● WORK ITEM:
Repeat only the lines running from the beginning of the material through the line that contains "box: [437, 760, 549, 950]".

AVAILABLE DATA START

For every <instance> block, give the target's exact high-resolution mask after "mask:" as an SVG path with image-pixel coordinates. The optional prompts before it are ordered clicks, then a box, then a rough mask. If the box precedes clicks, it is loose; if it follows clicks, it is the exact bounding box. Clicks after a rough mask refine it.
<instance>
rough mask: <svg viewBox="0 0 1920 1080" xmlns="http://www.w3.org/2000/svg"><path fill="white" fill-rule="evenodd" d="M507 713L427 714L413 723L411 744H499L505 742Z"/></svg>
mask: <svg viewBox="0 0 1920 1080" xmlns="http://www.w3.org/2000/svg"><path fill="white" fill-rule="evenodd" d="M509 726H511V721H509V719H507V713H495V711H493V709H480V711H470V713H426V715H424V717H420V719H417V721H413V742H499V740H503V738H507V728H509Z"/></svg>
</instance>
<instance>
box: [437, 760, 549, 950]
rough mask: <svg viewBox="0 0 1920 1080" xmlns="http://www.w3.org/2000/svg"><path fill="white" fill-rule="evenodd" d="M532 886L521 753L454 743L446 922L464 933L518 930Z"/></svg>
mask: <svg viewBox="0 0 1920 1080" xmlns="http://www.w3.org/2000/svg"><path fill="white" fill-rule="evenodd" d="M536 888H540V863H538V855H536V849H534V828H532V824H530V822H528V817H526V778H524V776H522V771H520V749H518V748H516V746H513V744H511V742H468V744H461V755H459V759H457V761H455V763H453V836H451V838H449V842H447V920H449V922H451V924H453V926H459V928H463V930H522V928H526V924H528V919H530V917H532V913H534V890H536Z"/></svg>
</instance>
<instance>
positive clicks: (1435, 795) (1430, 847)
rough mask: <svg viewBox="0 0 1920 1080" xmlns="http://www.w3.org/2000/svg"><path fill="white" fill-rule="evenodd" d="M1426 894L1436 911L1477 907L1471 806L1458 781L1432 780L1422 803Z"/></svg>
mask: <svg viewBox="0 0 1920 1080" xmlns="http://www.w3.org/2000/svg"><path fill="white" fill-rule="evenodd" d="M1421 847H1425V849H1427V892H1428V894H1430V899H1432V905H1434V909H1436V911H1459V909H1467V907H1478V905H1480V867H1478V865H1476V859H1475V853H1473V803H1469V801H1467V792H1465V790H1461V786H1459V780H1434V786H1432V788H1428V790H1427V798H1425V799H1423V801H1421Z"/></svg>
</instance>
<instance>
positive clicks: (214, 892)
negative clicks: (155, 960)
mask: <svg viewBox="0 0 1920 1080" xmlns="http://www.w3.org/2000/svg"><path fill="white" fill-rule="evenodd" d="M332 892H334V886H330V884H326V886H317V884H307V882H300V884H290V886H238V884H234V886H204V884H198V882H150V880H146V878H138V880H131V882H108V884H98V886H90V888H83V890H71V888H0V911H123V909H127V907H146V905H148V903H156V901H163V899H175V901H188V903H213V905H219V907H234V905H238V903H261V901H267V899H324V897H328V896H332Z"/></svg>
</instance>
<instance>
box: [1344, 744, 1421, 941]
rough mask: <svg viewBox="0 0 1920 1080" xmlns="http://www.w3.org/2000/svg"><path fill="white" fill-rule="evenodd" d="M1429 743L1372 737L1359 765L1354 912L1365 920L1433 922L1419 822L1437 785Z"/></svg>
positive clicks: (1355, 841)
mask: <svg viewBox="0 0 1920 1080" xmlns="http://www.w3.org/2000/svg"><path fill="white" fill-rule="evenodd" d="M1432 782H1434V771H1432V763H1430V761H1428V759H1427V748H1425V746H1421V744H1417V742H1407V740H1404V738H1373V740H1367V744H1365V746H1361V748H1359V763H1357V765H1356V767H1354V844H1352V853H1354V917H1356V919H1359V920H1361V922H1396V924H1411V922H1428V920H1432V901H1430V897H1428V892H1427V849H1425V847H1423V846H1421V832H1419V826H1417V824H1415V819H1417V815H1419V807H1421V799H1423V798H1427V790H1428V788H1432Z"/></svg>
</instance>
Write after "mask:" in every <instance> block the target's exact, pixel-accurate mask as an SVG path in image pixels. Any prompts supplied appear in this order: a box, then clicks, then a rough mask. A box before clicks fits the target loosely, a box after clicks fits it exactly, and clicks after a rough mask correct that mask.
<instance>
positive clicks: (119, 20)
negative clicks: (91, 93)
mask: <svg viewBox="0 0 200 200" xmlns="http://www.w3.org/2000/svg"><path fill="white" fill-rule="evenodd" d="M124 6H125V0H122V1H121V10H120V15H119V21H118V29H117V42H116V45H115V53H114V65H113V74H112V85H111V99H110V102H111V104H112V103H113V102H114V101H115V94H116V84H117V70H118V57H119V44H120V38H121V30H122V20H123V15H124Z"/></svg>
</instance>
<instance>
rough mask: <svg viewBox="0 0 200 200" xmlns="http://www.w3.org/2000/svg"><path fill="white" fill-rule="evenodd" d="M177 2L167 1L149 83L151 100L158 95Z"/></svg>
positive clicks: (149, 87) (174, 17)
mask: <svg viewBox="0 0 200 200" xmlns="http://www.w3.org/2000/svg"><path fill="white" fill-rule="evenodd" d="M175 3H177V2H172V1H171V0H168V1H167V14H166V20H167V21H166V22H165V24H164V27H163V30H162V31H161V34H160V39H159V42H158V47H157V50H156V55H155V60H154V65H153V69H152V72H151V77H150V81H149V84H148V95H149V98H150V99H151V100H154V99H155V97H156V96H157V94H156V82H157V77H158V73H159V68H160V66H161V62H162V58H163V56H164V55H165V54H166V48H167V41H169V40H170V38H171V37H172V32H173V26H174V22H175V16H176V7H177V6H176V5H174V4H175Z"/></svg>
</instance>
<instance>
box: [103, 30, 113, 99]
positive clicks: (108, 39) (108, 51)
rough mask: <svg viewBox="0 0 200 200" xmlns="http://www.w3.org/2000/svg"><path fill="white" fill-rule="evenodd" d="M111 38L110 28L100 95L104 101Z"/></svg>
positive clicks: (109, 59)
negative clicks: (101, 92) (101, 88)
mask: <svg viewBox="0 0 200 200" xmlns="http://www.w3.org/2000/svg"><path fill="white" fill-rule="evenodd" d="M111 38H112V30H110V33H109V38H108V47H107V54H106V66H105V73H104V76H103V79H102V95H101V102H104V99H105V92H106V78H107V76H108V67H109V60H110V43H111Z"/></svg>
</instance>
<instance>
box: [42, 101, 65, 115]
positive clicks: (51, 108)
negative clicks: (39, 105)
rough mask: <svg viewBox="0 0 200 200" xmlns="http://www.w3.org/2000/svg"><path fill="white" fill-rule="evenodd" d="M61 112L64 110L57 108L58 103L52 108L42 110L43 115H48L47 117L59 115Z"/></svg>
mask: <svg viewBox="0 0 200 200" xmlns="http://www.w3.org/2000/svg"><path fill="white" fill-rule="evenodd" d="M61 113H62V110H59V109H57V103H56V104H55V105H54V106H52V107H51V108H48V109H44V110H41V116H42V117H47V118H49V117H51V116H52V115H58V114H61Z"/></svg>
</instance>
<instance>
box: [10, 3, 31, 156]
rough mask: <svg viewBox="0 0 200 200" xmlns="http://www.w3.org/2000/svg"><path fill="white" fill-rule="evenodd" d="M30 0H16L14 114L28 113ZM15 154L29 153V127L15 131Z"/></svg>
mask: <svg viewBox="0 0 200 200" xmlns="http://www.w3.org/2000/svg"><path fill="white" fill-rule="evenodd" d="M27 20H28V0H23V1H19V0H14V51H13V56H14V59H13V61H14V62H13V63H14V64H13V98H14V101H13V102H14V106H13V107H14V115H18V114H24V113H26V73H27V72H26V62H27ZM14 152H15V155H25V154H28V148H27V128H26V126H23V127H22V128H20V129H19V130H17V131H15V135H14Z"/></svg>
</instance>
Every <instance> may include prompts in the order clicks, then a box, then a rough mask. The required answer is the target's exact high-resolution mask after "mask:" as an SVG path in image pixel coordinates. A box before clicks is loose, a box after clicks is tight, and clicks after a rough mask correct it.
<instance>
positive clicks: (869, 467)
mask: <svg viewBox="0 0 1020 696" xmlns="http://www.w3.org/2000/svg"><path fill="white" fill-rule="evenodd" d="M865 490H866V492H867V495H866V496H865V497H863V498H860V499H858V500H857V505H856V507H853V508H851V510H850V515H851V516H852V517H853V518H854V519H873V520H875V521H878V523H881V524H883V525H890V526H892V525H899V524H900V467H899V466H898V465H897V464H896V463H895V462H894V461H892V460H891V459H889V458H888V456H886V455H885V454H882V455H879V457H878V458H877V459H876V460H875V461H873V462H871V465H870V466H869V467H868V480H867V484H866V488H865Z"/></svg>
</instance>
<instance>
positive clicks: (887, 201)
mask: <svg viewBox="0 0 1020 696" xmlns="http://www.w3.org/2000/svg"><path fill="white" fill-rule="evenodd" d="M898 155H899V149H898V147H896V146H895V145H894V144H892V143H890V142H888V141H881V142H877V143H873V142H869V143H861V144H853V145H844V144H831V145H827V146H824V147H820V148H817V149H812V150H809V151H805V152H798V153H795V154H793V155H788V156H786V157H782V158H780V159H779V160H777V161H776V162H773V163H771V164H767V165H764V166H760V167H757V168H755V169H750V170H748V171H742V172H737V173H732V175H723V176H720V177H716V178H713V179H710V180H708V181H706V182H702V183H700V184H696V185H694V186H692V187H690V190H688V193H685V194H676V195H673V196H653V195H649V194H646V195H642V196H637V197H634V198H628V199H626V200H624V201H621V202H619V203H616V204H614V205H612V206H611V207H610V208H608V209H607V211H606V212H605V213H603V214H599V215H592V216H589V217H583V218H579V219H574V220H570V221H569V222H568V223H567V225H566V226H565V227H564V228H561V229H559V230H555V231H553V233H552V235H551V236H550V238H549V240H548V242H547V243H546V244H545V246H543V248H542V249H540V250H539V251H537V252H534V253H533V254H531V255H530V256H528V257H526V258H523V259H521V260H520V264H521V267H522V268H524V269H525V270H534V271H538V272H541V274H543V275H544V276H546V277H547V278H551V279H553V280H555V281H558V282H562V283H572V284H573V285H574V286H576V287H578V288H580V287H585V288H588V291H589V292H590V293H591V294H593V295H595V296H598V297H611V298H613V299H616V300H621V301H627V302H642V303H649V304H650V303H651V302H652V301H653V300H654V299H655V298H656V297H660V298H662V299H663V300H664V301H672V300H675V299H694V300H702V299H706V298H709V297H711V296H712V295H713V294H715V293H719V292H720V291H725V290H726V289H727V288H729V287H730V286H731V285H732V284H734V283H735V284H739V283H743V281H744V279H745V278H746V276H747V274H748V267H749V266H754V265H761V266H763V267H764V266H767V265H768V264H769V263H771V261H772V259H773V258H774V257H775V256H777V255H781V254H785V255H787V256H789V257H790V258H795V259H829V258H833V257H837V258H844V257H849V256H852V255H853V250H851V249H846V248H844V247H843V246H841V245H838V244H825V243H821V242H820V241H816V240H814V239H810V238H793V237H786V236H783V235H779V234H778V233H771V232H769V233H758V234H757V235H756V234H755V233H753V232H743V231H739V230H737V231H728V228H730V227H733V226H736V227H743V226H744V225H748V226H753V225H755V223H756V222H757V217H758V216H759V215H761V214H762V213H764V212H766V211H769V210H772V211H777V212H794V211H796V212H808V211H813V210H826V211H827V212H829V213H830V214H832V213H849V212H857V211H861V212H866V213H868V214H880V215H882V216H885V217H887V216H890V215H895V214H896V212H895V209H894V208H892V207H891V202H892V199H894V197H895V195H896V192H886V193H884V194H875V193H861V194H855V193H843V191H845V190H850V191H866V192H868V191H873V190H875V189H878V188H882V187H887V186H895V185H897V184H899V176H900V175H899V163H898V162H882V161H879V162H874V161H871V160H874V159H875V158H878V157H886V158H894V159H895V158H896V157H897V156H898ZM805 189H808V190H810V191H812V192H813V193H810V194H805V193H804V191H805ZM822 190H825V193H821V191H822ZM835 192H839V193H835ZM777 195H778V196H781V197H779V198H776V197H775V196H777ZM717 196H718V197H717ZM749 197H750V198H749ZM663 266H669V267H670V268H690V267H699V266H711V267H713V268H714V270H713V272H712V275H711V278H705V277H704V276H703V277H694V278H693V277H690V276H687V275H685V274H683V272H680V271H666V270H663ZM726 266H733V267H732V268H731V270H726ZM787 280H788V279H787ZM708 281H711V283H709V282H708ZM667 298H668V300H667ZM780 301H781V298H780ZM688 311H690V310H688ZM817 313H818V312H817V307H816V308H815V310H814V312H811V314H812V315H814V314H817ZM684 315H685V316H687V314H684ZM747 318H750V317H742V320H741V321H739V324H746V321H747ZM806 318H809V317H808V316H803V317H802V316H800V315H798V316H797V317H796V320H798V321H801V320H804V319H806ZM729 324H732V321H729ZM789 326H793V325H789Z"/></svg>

AVAILABLE DATA END

● ANSWER:
For every <instance> block, give the target's exact high-resolution mask after "mask:" as an SVG path with image-pixel coordinates. The optional prompts before it are ordered clicks, then a box, then a rough mask. If the box precedes clicks, it is loose; if it follows clicks, it is the exact bounding box. Clicks after a rough mask refine it.
<instance>
rough mask: <svg viewBox="0 0 1920 1080" xmlns="http://www.w3.org/2000/svg"><path fill="white" fill-rule="evenodd" d="M507 713L427 714L413 723L411 744H499L505 742Z"/></svg>
mask: <svg viewBox="0 0 1920 1080" xmlns="http://www.w3.org/2000/svg"><path fill="white" fill-rule="evenodd" d="M509 726H511V721H509V719H507V713H495V711H493V709H480V711H470V713H426V715H424V717H420V719H417V721H413V742H499V740H503V738H507V728H509Z"/></svg>
</instance>
<instance>
box: [437, 760, 549, 950]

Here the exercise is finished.